# "Notes about `multiprocessing` in Python"

- toc: false
- badges: true
- categories: [coding, python, parallelism, thread, process]
- comments: true

## GIL, threading, multiprocessing

GIL (Global Interpreter Lock) assures that only one thread executes Python bytecode in a process at a time. Therefore, multithreading program achieved by the `threading` module cannot fully utilize multi-core manchines. To write a parallel program in Python, the `multiprocessing` module should be used.

> Since GIL is always released when doing I/O, `threading` is still an appropriate module if we want to run multiple I/O-bound tasks simultaneously.


## Process

It is quite easy to create a new process in Python. We basically pass a target function and all arguments needed by the invocation to the `Process` object. Use `start()` to start the process's activity (i.e. the invocation of the target function). Use `join()` to block the parent process until the child process exits.

In [26]:
from multiprocessing import Process
import time

def worker(s):
    print('Start sleeping for 2 seconds...')
    time.sleep(2)
    print('Sleeping ends.')
    print(s)

p = Process(target=worker, args=('Hello, world.',))
p.start()
print('before join(), the parent process is not blocked')
p.join()
print('After join()')

Start sleeping for 2 seconds...
before join(), the parent process is not blocked
Sleeping ends.
Hello, world.
After join()


If an exception happens in the child process, the stack trace will also be printed in the console.

In [27]:
from multiprocessing import Process
import time

def worker(s):
    print(2 / 0)

p = Process(target=worker, args=('Hello, world.',))
p.start()
p.join()

Process Process-99:
Traceback (most recent call last):
  File "/usr/lib/python3.8/multiprocessing/process.py", line 315, in _bootstrap
    self.run()
  File "/usr/lib/python3.8/multiprocessing/process.py", line 108, in run
    self._target(*self._args, **self._kwargs)
  File "<ipython-input-27-8d12741476dc>", line 5, in worker
    print(2 / 0)
ZeroDivisionError: division by zero


## Process Pool

We can also create a pool of processes. The following snippet creates a process pool of size 4, and we put 8 tasks into the pool.

In [28]:
from multiprocessing import Pool
import time
import random

def worker(i):
    time.sleep(random.random())
    print(i)

p = Pool(4)
for i in range(8):
    p.apply_async(worker, args=(i,))
p.close()
p.join()
******************************
Problems and tasks —
**1)** Reproduce word for word the part of the notes on Python multiprocessing that opens with the words containing "## GIL, threading, multiprocessing" and closes with "child process exits.".
**2)** Write what comes next in the notes on Python multiprocessing, starting right after the last line shown.
******************************
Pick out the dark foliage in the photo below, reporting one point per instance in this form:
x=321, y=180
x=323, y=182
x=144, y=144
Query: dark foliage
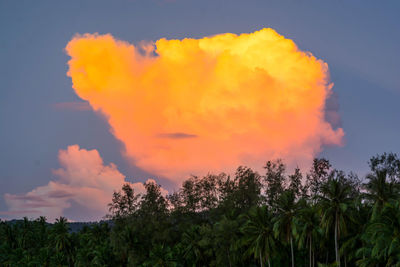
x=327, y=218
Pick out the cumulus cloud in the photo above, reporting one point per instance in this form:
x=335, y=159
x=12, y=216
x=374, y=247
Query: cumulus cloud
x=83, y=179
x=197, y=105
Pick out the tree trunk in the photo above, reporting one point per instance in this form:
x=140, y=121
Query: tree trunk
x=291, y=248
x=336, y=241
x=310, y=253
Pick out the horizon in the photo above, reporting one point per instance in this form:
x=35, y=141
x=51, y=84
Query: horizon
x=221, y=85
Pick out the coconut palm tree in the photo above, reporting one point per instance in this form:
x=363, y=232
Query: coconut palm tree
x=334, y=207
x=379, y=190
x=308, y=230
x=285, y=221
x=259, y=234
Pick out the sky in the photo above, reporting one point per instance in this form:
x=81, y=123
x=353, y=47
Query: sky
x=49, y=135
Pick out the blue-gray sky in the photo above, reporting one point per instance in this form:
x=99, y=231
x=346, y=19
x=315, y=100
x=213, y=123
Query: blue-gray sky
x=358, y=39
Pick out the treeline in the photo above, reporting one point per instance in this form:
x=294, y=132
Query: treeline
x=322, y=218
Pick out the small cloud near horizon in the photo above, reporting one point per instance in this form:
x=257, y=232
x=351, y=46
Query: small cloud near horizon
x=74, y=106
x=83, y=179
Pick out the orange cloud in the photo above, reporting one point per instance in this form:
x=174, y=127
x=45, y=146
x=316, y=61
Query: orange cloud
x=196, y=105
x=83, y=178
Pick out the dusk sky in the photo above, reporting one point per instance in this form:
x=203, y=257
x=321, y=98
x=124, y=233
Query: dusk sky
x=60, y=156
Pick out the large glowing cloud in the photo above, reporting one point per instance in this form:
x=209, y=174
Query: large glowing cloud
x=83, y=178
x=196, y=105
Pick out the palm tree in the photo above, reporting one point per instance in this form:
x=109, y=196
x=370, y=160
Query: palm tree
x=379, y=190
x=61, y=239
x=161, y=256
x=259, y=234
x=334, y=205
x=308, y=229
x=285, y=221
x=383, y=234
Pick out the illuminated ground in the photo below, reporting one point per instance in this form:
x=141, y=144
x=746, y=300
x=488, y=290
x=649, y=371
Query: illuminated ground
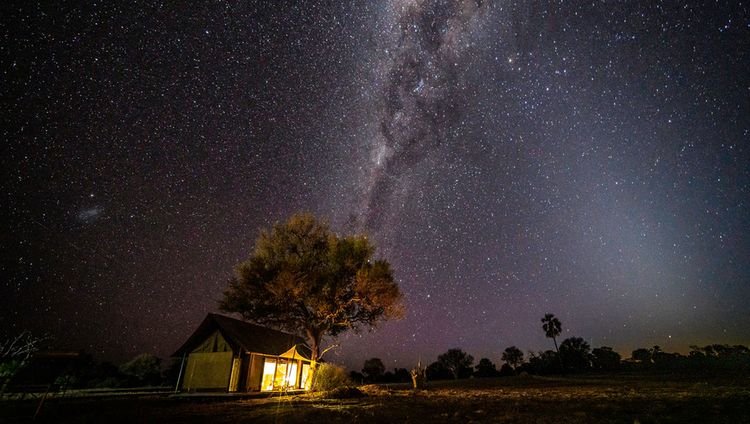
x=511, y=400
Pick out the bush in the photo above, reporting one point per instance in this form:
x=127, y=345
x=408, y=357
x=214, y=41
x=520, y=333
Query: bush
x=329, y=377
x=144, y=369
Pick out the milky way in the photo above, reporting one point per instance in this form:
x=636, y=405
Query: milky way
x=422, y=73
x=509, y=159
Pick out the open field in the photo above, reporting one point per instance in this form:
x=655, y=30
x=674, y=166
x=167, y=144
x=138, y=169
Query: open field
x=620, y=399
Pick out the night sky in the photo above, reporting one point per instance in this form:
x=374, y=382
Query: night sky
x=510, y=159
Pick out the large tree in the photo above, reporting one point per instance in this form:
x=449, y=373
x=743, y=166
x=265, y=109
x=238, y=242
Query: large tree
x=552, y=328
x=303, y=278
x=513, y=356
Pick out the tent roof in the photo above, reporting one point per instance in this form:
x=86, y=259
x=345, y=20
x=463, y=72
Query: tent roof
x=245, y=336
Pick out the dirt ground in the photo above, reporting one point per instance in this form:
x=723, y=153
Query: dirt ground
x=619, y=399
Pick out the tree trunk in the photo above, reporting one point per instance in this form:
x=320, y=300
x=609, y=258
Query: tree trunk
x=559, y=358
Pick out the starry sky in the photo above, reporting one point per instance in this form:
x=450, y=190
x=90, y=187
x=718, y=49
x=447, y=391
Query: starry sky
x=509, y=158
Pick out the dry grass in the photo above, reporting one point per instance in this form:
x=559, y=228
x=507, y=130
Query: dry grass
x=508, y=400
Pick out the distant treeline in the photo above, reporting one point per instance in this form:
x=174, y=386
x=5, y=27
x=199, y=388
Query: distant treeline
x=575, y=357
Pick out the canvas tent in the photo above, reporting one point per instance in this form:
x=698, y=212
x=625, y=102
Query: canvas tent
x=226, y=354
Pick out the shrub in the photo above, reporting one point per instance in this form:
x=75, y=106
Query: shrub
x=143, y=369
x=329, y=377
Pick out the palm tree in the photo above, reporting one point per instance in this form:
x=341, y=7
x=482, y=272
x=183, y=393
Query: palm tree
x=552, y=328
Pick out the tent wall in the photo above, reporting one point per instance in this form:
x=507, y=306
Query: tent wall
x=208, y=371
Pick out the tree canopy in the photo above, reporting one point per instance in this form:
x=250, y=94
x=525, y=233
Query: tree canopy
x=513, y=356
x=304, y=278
******************************
Answers for the exercise —
**1)**
## GIL, threading, multiprocessing

GIL (Global Interpreter Lock) assures that only one thread executes Python bytecode in a process at a time. Therefore, multithreading program achieved by the `threading` module cannot fully utilize multi-core manchines. To write a parallel program in Python, the `multiprocessing` module should be used.

> Since GIL is always released when doing I/O, `threading` is still an appropriate module if we want to run multiple I/O-bound tasks simultaneously.


## Process

It is quite easy to create a new process in Python. We basically pass a target function and all arguments needed by the invocation to the `Process` object. Use `start()` to start the process's activity (i.e. the invocation of the target function). Use `join()` to block the parent process until the child process exits.

**2)**
0
4
2
3
1
7
6
5


When invoking `apply_async()`, a new task is submitted to the pool and the task will start once there is an empty slot in the pool. `Pool` also has a synchronized version of this method, `apply()`, which will block the parent process until the result is ready. Therefore, for parallelism, `apply_async()` should always be used. We also used `join()` method to block the parent process after we finished adding all tasks to the pool. If we do not block the parent process, **parent process might exit before child processes finish their tasks**. That's why we always use `join()` in the parent process to avoid this situation. Note that `close()` must be called before using `join()`.

Unlike `Process`, stack trace of exceptions in `Pool` will not be printed in the console, but we might need that when debugging a multiprocessing program. We can pass an error callback function to the `apply_async()` method, and that function will be used to print stack trace if exceptions happen. Note that the callback functions will block the parent process, so, do not put time-consuming tasks in the callback function since it should complete immediately. The error callback function only takes one argument and that is the exception instance.

In [50]:
from multiprocessing import Pool
import traceback

def worker(i):
    print(i / 0)

def print_traceback(e):
    print(traceback.print_exception(type(e), e, e.__traceback__))

p = Pool(1)
for i in range(2):
    p.apply_async(worker, args=(i,), error_callback=print_traceback)
p.close()
p.join()

None
None
multiprocessing.pool.RemoteTraceback: 
"""
Traceback (most recent call last):
  File "/usr/lib/python3.8/multiprocessing/pool.py", line 125, in worker
    result = (True, func(*args, **kwds))
  File "<ipython-input-50-90874a7b31e2>", line 5, in worker
    print(i / 0)
ZeroDivisionError: division by zero
"""

The above exception was the direct cause of the following exception:

ZeroDivisionError: division by zero
multiprocessing.pool.RemoteTraceback: 
"""
Traceback (most recent call last):
  File "/usr/lib/python3.8/multiprocessing/pool.py", line 125, in worker
    result = (True, func(*args, **kwds))
  File "<ipython-input-50-90874a7b31e2>", line 5, in worker
    print(i / 0)
ZeroDivisionError: division by zero
"""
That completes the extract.